Tarefa do exercício: Redigite sem alterações o trecho do texto sobre a arte modernista nos prédios de Copacabana, começando nas palavras "Nos prédios nascentes" e parando depois de "residenciais de Copacabana.".

:: Texto fornecido ::

Nos prédios nascentes dos anos 40 e 50, as construtoras trataram de “vender” aos cariocas o gosto pela maneira de viver em apartamentos, uma característica própria do século XX.  Para valorizar os prédios, artistas modernistas foram convidados a realizar obras parietais nos pavimentos térreos capazes de emprestar um certo charme aos empreendimentos. Nomes como Athos Bulcão, Lygia Clark, Douglas Marques de Sá, e sobretudo Paulo Werneck surgem nesse novo espaço, oferecendo obras em pastilhas que sugerem uma arte vistosa, colorida, surpreendente e facilitada pelo surgimento de peças de revestimento que então cobrem os novos edifícios residenciais de Copacabana.

:::
:: Trechos dos registros ::

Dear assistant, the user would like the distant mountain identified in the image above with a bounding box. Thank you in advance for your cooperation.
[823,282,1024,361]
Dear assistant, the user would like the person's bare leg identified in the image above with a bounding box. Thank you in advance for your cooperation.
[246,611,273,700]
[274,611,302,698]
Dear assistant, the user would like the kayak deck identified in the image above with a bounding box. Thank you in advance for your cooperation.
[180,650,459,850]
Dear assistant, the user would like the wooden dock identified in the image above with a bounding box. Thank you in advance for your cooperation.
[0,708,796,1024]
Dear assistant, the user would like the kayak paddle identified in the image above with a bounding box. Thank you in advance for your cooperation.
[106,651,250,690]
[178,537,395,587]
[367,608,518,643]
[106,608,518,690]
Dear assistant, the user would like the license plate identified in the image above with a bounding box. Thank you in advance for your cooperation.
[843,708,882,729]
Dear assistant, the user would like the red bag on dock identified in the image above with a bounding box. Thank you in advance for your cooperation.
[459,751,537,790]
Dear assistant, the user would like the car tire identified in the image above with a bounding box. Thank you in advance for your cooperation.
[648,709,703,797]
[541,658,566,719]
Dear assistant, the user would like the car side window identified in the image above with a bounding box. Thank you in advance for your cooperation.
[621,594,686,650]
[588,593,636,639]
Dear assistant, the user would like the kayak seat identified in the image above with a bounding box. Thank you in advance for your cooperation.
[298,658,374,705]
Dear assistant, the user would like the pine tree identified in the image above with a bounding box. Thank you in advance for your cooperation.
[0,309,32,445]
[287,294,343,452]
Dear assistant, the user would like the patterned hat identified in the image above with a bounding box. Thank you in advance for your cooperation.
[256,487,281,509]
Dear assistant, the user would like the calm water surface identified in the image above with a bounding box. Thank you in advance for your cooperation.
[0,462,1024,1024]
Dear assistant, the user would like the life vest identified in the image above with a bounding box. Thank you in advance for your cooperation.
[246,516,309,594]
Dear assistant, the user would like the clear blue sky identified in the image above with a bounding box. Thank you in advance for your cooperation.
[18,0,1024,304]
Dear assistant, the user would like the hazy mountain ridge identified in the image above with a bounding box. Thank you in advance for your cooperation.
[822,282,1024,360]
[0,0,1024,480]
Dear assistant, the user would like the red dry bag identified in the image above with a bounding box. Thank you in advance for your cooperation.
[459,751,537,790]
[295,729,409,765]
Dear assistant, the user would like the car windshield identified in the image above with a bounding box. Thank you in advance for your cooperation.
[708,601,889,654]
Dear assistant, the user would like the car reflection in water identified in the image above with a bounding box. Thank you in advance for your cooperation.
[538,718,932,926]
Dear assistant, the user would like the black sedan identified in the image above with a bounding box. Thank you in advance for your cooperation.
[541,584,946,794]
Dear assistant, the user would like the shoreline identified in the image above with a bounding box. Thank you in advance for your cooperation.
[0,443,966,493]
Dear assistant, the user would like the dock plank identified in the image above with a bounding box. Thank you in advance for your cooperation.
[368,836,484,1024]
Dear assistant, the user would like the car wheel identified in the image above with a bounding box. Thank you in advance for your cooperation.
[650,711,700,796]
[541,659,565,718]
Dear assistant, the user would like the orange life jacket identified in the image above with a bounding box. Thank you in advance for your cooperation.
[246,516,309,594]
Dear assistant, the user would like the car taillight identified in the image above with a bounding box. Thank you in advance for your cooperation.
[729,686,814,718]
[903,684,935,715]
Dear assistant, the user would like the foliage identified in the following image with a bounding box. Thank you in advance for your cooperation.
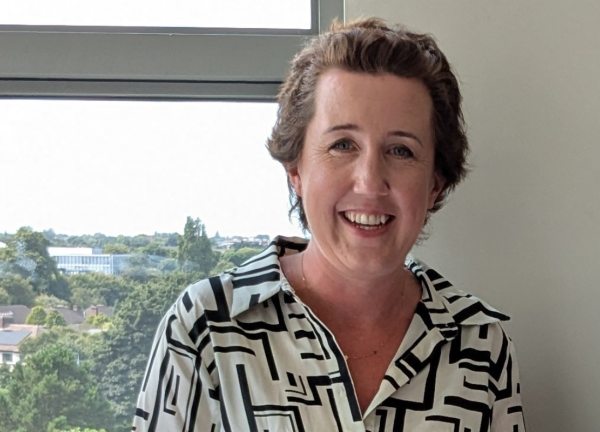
[0,273,35,307]
[69,273,132,309]
[0,344,114,432]
[102,243,131,255]
[177,216,216,274]
[90,273,192,424]
[85,314,111,329]
[0,288,10,305]
[35,294,69,308]
[0,228,71,300]
[44,310,67,328]
[25,306,48,325]
[221,247,262,266]
[19,327,86,358]
[210,260,236,275]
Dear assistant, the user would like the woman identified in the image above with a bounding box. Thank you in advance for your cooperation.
[134,19,524,432]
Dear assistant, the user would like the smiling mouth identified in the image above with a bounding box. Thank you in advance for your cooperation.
[341,211,394,231]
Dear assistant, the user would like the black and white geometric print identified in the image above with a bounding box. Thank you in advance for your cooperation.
[132,237,525,432]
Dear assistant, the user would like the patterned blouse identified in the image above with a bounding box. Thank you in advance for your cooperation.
[132,237,525,432]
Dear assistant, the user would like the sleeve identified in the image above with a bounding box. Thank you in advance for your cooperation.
[491,336,525,432]
[132,305,221,432]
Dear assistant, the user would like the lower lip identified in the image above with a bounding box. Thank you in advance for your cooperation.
[339,214,394,238]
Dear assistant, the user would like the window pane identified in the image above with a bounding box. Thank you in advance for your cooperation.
[0,100,300,432]
[0,100,298,240]
[0,0,311,29]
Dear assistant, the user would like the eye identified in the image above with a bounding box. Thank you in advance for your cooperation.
[331,139,352,151]
[391,145,415,158]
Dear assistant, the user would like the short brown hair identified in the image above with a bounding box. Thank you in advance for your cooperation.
[267,18,469,231]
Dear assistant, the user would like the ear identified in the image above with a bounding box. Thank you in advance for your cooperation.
[285,163,302,197]
[427,171,446,210]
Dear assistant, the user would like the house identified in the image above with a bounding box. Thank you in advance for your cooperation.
[51,306,84,326]
[0,324,44,369]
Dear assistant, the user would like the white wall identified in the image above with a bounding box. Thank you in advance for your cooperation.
[346,0,600,432]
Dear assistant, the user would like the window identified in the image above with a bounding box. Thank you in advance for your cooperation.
[0,0,311,29]
[0,99,301,432]
[0,0,344,432]
[0,0,344,101]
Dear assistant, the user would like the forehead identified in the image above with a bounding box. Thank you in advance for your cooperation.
[315,69,433,122]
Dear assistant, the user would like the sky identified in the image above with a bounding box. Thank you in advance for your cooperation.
[0,4,310,236]
[0,99,301,236]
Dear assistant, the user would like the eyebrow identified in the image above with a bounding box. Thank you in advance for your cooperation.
[325,123,423,147]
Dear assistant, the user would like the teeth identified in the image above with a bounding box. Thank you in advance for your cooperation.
[344,212,389,225]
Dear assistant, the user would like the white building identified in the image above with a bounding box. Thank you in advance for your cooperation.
[48,247,128,274]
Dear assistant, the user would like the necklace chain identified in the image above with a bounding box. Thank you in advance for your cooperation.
[300,253,406,361]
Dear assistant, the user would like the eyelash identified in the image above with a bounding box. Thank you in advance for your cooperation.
[331,139,415,158]
[331,140,352,151]
[392,145,415,158]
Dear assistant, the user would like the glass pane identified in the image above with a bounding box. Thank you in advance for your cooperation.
[0,0,311,29]
[0,100,301,432]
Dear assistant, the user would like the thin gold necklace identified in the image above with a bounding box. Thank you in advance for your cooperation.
[300,253,406,361]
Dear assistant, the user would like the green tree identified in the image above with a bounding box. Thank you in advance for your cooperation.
[221,247,262,266]
[0,228,71,300]
[25,306,48,325]
[177,216,216,274]
[86,314,110,328]
[0,273,35,307]
[102,243,130,255]
[35,294,69,308]
[0,344,114,432]
[211,259,236,274]
[69,273,131,309]
[90,273,195,425]
[44,310,67,328]
[0,288,10,305]
[19,327,100,361]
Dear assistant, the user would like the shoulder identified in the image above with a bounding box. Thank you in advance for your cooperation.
[172,237,306,329]
[406,256,510,326]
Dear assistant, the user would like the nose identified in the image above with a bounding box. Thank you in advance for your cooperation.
[354,150,390,196]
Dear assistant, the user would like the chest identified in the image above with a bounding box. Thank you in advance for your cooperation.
[347,350,393,413]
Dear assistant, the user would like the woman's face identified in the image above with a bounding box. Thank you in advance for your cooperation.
[288,69,444,277]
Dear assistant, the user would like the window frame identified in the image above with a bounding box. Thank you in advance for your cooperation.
[0,0,345,101]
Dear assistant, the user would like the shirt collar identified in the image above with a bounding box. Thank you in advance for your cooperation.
[226,236,509,330]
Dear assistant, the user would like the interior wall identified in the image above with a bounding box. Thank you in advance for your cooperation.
[346,0,600,432]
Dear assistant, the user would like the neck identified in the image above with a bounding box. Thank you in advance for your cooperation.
[284,244,414,326]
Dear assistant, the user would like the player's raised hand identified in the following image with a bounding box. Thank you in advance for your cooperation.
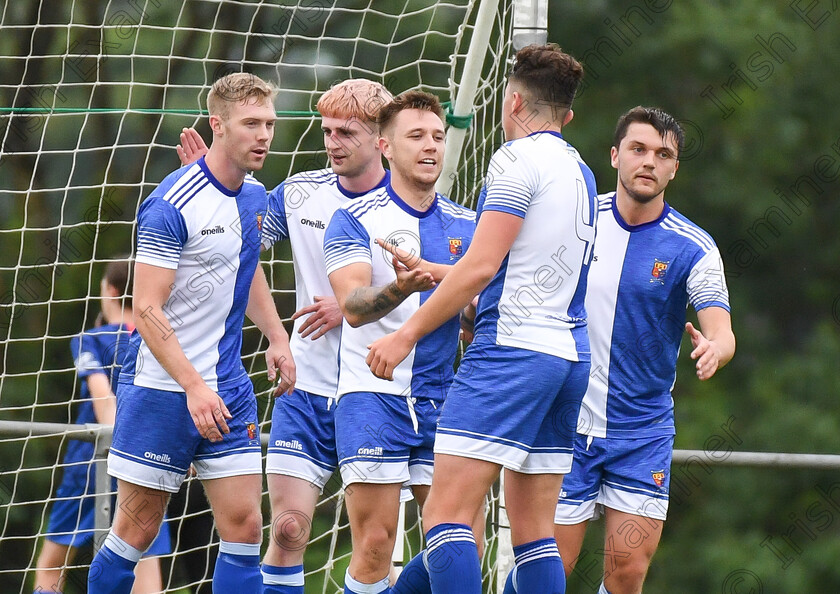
[175,128,208,165]
[365,330,416,381]
[292,295,343,340]
[685,322,720,380]
[187,382,233,442]
[265,342,297,396]
[391,256,437,295]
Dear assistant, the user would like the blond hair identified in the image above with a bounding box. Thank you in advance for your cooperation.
[315,78,394,124]
[207,72,278,120]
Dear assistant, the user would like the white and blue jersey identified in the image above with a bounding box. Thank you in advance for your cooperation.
[578,192,729,438]
[263,169,390,397]
[324,184,475,401]
[122,157,267,392]
[475,131,597,361]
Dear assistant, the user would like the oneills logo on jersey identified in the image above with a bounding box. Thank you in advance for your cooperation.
[449,237,464,260]
[650,470,665,487]
[650,258,671,285]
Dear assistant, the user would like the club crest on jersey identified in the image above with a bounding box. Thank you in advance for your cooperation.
[650,470,665,488]
[650,258,671,285]
[449,237,464,260]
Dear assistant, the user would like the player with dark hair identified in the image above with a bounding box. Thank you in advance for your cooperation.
[88,73,295,593]
[555,107,735,594]
[324,91,475,594]
[368,44,596,594]
[34,260,171,594]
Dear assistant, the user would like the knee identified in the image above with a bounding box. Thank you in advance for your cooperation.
[271,511,312,552]
[359,526,395,567]
[605,555,650,594]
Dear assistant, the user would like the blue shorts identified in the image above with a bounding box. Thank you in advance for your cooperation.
[46,464,172,557]
[335,392,440,487]
[554,433,674,524]
[108,381,262,493]
[435,342,589,474]
[265,390,338,491]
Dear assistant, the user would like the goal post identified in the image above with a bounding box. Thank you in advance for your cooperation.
[0,0,514,593]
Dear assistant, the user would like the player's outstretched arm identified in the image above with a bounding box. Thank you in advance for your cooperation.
[685,307,735,380]
[245,264,297,396]
[366,210,523,380]
[330,258,435,328]
[134,262,231,441]
[375,238,452,283]
[175,128,208,165]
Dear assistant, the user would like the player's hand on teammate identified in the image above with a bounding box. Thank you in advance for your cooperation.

:::

Resultado do exercício:
Nos prédios nascentes dos anos 40 e 50, as construtoras trataram de “vender” aos cariocas o gosto pela maneira de viver em apartamentos, uma característica própria do século XX.  Para valorizar os prédios, artistas modernistas foram convidados a realizar obras parietais nos pavimentos térreos capazes de emprestar um certo charme aos empreendimentos. Nomes como Athos Bulcão, Lygia Clark, Douglas Marques de Sá, e sobretudo Paulo Werneck surgem nesse novo espaço, oferecendo obras em pastilhas que sugerem uma arte vistosa, colorida, surpreendente e facilitada pelo surgimento de peças de revestimento que então cobrem os novos edifícios residenciais de Copacabana.